Source excerpt:
## START
And that’s Martha all over.  She’s all about the task at hand.  When the romance interferes with that, she’s not pleased.  When the romantic unpleasantness is because Ten is a dick, she’s doubly displeased.  But she has no instinctive bitterness towards the other women themselves.

Just rewatched Utopia.

Reblogged from queelez

queelez:

mumblingsage:

tenlittlebullets:

dolblathanna:

tenlittlebullets:

The use of soundtrack in Utopia made me almost fucking bawl last time I watched it.  It’s not just that This is Gallifrey plays the first time Ten and Yana lock eyes, it’s that that’s the very first time you ever hear it.  You don’t even get it in Gridlock when Ten is describing his home planet in loving detail and angsting about being the last of the Time Lords—it’s like Gallifrey only becomes real again when another Time Lord shows up, and then the soundtrack INSTANTLY kicks in, even though they’re talking about something else and don’t even recognize each other for what (and who) they are.

The entire episode makes me want to bawl though.  The whole finale is full of bright, shining promises that turn out to be poison just under the surface—Utopia, Harold Saxon, the Toclafane, Gallifrey itself.  I can’t watch Ten and Yana radiate starry-eyed infatuation at each other without overflowing with feeeeels, because like all the best lies, that one is based on a grain of truth: if the Doctor and the Master hadn’t hated each other, they would’ve fucking adored each other.  But the enmity runs way too deep to ever be undone.  It’s like… it’s like… well, it’s like landing at the end of the universe expecting nothing but barren space, and finding life and hope and joy and humanity, and realizing they’re all pinning their hopes on a monstrosity.  Or like eking the best existence you can out of a barren, thankless life, giving up all hope of anything but eventual rest in oblivion, and then a brilliant wonderful man shows up to tell you you’re a genius who would’ve been worshipped throughout the worlds and he can take you there.  And then you open the watch.
## END
Continue the post about the episode Utopia from its last sentence on. The entries come from a separate source.

Stored rows:
## START
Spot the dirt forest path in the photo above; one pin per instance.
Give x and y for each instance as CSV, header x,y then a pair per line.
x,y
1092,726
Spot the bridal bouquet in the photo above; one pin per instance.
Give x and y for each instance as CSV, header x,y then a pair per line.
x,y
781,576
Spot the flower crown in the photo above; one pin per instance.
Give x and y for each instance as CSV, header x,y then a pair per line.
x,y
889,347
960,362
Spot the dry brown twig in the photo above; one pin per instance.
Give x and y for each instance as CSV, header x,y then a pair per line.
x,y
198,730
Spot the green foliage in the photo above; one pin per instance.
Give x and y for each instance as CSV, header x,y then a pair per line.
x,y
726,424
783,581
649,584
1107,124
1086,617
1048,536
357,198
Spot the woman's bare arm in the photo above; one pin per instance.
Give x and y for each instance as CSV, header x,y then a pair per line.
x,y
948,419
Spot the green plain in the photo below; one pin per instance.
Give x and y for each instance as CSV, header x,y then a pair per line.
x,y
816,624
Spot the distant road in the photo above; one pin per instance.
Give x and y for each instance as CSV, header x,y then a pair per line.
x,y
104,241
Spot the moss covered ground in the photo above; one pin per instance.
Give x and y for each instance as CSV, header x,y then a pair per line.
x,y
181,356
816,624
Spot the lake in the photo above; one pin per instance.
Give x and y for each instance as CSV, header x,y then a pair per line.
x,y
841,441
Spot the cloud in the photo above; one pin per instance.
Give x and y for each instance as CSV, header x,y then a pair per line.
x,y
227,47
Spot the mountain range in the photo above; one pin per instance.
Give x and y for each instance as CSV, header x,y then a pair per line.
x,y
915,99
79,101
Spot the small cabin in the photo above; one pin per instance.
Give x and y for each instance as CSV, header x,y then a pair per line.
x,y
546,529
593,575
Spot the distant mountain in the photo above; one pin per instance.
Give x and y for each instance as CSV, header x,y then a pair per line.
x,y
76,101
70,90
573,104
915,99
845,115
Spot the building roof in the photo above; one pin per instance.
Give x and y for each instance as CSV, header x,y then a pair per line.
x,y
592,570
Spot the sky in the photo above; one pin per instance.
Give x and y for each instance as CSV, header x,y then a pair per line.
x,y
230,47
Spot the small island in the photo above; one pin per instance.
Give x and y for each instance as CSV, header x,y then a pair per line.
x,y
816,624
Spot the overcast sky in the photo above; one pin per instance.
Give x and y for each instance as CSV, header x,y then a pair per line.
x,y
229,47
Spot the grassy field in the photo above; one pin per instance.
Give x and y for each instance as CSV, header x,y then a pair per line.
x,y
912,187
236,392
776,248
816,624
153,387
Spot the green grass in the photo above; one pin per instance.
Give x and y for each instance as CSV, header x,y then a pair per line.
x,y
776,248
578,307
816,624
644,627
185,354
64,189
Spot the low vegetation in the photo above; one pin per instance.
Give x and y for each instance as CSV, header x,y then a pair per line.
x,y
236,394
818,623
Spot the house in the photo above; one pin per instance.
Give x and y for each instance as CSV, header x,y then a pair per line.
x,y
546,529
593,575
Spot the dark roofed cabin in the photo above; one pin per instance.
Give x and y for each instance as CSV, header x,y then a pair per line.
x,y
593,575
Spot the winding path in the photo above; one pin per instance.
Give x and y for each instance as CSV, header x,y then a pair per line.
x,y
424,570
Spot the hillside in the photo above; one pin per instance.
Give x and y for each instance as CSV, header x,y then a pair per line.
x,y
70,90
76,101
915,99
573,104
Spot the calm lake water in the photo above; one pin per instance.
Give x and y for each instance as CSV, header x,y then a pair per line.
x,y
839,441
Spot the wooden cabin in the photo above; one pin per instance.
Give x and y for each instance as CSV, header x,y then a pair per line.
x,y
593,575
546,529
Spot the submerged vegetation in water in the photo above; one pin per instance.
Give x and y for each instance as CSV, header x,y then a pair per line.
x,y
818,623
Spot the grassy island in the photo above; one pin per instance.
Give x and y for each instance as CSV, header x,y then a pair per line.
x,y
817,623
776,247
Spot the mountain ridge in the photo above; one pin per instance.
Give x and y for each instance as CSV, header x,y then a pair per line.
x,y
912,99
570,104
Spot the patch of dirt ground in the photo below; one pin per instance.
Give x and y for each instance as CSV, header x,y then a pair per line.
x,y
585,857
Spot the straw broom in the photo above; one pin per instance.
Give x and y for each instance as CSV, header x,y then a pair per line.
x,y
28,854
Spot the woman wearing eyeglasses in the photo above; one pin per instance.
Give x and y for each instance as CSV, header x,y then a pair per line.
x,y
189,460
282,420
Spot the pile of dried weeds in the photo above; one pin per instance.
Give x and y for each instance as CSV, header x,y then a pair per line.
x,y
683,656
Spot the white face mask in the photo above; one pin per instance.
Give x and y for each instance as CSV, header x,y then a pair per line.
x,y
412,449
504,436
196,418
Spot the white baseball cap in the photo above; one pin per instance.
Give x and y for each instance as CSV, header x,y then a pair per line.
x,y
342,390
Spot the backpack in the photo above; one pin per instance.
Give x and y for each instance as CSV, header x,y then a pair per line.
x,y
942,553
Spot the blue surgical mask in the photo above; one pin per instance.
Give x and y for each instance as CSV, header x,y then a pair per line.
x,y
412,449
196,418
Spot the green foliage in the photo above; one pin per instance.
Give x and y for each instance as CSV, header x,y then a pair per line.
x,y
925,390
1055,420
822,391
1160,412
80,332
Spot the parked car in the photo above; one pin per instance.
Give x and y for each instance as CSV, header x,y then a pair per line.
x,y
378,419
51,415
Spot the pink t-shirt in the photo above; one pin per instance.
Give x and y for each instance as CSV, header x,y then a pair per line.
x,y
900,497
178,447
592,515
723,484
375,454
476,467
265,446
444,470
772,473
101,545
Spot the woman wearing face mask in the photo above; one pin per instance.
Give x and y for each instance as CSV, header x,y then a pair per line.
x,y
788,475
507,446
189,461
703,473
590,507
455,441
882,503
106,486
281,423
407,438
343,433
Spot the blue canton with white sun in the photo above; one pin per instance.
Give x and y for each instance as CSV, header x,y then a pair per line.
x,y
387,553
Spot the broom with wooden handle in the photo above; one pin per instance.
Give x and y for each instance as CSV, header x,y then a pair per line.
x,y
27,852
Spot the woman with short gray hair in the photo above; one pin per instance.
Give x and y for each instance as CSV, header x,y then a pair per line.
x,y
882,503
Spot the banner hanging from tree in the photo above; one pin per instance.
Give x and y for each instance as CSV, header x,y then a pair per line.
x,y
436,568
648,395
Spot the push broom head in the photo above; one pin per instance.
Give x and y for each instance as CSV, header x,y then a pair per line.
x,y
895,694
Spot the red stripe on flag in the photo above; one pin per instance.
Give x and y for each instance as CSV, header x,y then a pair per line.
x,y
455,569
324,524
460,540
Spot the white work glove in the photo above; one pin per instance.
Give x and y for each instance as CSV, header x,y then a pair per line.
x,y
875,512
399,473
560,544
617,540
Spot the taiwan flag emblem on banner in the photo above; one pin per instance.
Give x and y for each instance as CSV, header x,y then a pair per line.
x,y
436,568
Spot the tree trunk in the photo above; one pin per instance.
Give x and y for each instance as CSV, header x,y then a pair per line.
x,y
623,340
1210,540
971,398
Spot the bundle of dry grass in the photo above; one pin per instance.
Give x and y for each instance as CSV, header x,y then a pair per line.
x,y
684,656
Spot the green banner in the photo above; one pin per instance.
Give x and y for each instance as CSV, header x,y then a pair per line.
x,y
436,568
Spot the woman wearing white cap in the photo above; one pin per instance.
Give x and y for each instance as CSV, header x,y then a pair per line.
## END
Output below:
Yes, this. And then I’ve also rembered the title is “This Is Gallifrey, Our Childhood, Our Home”. And it was there when Professor Yana grabbed Doctor’s hand and dragged him somewhere and Doctor just came along with a smile. And when they were working together and when they were just being brilliant and there was this “starry-eyed infatuation” everywhere. So in the end it gave me kind of Theta/Koschei feels as well.

Oh yeah, definitely that too.  I’m probably the only Doctor/Master shipper in existence who doesn’t think they were BFFs back at the Academy, but even if they were rivals, there must’ve been a sense of “dammit, I don’t trust you any further than I can throw you, but we’re the only ones brilliant and unconventional enough to understand each other and we’d do amazing work together if we weren’t sabotaging each other at every turn—why do you have to be so insufferable?”  So even then, it’s a tantalizing glimpse of what might have been and what they’ve probably both wished for at some point.

(And yeah, the above quote is pretty much my Academy headcanon.  They might’ve tried to join forces at some point, causing the entire High Council to quake in their ceremonial collars, but the resultant fling would resemble nothing so much as the fuse on big fireworks—bright, hot, jetting sparks, intense enough to burn yourself with if you don’t get your hand out of the way quick enough, but really just counting down to the inevitable and much more spectacular explosion.)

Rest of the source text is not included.